- Exercise requirements -
Please reproduce the lines below word for word, leaving out the pictures.

Dataset rows:
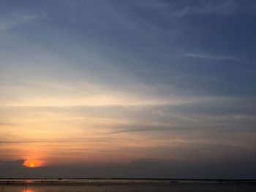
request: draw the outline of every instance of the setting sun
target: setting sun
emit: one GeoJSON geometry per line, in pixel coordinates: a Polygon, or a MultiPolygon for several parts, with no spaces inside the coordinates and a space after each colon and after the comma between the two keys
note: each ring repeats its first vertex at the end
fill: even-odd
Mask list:
{"type": "Polygon", "coordinates": [[[35,168],[41,166],[42,165],[42,162],[37,160],[26,160],[23,165],[29,168],[35,168]]]}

- Exercise output -
request: draw the outline of every instance of the setting sun
target: setting sun
emit: one GeoJSON geometry per line, in pixel coordinates: a Polygon, or a MultiPolygon for several parts, with no spaces inside the coordinates and a space after each colon and after the comma between the two keys
note: each ring repeats its first vertex at the end
fill: even-odd
Mask list:
{"type": "Polygon", "coordinates": [[[35,168],[41,166],[42,165],[42,162],[37,160],[26,160],[23,165],[29,168],[35,168]]]}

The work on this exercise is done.